--- Veri alıntıları ---

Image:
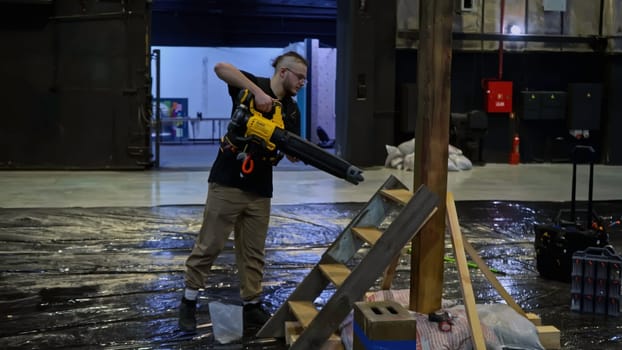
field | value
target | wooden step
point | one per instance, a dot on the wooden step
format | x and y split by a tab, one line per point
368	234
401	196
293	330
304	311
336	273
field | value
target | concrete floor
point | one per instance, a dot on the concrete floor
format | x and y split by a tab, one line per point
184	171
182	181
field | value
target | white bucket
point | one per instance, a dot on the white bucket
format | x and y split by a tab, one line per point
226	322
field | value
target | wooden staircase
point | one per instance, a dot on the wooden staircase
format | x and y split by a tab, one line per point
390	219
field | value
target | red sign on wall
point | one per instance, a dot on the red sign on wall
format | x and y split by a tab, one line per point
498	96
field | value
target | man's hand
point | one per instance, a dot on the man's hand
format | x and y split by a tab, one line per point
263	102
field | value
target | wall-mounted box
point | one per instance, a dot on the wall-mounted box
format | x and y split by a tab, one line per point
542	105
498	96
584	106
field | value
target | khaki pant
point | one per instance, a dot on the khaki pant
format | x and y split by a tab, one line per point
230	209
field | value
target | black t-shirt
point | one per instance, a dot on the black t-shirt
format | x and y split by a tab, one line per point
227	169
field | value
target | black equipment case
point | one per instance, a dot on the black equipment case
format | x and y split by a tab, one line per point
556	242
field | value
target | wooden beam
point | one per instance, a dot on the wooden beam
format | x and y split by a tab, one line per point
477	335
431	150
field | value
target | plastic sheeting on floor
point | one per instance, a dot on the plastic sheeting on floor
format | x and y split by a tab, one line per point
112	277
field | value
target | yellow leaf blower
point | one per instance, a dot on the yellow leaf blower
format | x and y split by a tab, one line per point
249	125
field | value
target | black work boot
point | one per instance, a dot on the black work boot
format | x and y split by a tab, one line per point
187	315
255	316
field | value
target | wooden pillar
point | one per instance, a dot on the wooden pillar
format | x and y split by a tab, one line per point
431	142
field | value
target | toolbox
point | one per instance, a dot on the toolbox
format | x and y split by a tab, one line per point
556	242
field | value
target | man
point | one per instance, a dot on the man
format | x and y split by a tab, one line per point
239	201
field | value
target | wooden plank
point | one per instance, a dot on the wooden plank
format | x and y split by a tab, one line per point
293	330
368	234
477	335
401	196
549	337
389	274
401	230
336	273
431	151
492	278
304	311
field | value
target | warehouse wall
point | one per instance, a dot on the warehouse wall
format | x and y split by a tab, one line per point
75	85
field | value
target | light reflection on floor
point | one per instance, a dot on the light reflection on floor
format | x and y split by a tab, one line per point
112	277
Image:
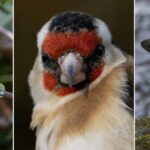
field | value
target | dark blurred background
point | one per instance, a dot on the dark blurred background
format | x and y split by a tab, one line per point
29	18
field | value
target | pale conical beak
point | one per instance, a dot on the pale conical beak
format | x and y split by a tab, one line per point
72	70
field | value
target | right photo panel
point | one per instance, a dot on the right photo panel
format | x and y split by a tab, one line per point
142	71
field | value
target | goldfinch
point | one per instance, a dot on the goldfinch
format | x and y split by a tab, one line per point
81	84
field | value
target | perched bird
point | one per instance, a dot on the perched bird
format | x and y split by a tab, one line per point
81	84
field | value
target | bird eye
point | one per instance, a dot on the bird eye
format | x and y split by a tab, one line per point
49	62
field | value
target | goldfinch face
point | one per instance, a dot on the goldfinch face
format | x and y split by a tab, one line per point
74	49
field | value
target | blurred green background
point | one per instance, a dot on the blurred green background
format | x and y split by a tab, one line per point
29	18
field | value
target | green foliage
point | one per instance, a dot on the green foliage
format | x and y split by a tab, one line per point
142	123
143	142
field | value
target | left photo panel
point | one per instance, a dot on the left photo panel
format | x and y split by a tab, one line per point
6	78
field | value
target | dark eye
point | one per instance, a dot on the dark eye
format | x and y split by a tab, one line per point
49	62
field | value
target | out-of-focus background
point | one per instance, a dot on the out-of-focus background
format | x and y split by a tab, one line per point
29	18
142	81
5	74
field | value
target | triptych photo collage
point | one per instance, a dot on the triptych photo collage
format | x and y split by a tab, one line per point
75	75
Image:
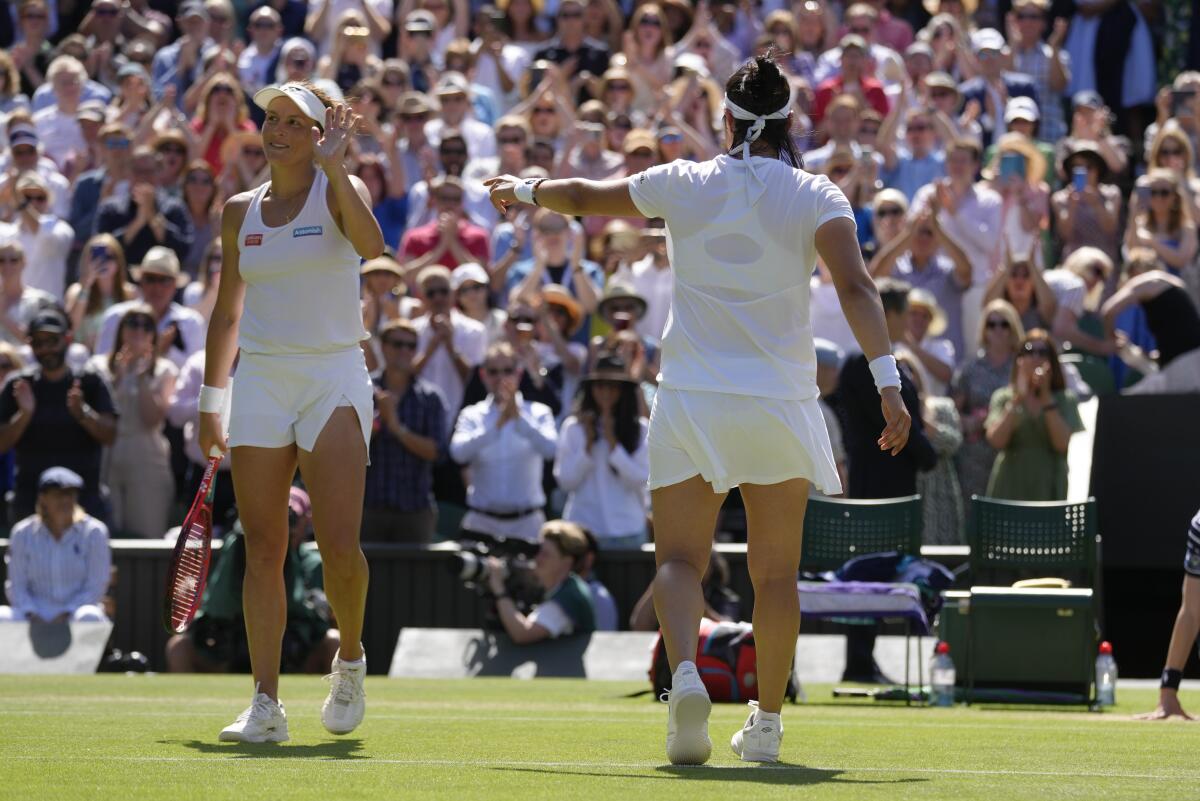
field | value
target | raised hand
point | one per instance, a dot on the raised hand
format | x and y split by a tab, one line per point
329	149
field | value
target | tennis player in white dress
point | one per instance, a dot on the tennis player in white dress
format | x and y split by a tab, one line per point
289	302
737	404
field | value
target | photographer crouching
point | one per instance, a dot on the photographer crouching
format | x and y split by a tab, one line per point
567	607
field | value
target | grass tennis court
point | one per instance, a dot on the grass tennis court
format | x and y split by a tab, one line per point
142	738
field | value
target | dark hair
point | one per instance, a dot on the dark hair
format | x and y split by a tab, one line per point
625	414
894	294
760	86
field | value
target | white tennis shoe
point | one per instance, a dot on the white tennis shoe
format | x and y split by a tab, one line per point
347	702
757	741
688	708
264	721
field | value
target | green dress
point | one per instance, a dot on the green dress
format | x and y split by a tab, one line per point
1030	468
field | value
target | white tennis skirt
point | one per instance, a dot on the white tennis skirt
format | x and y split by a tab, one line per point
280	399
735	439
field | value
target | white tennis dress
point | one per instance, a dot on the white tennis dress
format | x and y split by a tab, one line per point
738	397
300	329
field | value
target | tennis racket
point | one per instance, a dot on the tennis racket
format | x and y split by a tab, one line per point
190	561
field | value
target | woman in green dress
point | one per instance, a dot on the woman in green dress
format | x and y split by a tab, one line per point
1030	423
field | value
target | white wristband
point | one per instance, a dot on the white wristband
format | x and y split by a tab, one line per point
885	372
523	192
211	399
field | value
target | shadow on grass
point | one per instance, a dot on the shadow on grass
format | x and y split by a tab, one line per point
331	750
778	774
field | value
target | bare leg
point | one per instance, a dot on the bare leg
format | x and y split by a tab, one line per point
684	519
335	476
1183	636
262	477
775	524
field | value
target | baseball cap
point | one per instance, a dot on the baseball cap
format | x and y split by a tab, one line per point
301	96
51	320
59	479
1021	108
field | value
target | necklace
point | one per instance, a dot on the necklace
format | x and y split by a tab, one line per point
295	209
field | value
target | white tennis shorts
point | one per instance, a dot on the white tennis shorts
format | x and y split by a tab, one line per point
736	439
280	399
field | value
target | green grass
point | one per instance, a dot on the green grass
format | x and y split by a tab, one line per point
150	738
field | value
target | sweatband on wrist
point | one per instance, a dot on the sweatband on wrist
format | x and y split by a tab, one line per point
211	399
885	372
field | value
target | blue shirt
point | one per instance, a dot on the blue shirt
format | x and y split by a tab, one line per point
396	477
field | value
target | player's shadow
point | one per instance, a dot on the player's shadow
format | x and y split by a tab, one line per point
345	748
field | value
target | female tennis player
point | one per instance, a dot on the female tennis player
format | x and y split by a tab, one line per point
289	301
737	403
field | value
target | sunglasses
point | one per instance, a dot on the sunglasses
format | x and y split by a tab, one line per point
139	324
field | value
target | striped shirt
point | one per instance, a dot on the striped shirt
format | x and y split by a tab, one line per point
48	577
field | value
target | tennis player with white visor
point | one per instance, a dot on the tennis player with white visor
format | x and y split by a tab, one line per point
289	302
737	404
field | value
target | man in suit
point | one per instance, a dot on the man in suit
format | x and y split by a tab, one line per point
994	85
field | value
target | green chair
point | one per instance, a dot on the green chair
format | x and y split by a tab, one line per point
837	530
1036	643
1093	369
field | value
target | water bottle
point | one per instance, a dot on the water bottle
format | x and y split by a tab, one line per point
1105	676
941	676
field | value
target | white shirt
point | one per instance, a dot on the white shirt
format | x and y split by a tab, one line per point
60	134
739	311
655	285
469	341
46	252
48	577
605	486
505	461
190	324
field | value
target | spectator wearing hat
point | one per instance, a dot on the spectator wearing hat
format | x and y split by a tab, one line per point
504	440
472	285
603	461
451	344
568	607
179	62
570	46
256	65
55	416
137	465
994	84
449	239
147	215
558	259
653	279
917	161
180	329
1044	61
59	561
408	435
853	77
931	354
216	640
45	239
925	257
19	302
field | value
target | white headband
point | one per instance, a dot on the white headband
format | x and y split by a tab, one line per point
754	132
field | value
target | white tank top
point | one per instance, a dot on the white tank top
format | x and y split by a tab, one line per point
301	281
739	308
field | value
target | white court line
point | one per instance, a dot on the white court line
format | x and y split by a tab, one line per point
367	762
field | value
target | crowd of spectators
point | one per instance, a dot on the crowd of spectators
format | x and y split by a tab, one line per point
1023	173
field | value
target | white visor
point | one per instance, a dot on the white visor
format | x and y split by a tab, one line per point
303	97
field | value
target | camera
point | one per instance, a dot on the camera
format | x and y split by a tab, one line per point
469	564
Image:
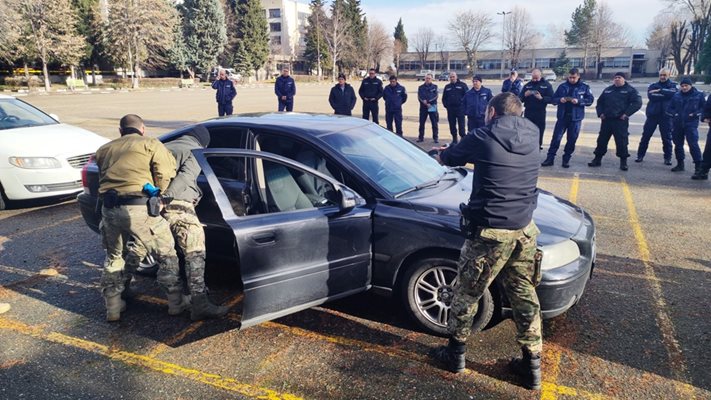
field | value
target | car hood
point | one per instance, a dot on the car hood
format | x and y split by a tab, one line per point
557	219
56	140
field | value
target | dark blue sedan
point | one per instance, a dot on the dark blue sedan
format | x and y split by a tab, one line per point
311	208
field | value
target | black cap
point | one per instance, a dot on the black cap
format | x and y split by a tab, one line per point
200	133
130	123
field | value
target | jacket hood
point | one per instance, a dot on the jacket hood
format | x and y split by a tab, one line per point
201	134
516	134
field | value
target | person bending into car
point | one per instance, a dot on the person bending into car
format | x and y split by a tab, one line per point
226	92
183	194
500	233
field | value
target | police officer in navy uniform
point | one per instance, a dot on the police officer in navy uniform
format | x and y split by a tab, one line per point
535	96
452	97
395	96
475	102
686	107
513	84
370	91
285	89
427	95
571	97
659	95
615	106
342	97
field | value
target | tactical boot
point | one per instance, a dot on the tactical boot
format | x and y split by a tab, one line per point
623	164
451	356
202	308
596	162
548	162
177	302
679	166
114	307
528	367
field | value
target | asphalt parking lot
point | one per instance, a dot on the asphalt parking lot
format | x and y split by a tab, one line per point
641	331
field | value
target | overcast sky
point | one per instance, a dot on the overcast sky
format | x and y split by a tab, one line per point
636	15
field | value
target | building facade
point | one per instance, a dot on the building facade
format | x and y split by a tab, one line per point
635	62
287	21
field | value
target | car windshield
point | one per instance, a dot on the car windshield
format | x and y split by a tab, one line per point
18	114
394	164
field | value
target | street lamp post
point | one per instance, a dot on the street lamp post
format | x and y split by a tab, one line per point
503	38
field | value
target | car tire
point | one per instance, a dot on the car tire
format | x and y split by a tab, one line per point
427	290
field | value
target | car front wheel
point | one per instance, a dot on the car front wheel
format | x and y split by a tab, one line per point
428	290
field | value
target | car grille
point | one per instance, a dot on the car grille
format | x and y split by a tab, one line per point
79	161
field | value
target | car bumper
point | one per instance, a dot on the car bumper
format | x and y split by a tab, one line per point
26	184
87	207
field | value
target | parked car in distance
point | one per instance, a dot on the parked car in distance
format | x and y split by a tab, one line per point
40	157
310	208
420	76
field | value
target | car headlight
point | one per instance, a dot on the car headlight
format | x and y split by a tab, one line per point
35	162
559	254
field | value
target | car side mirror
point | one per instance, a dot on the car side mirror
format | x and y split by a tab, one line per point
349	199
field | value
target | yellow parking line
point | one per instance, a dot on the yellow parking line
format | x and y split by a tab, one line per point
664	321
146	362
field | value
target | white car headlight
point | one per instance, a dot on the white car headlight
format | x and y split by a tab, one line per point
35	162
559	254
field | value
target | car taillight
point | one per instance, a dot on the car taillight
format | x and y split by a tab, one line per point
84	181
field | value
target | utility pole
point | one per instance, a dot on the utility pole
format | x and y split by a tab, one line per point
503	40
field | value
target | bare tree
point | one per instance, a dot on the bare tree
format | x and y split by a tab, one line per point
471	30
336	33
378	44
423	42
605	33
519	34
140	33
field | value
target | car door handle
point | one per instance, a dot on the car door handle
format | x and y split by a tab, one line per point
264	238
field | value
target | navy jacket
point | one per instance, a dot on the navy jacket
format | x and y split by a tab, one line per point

--- Yapılacak iş ---
Yukarıdaki verilerde "beam" sözcüğünü içeren satırların hepsini çıkarır mısınız?

--- Alıştırma çözümü ---
target | wooden beam
point | one per instance, a dot on the wooden beam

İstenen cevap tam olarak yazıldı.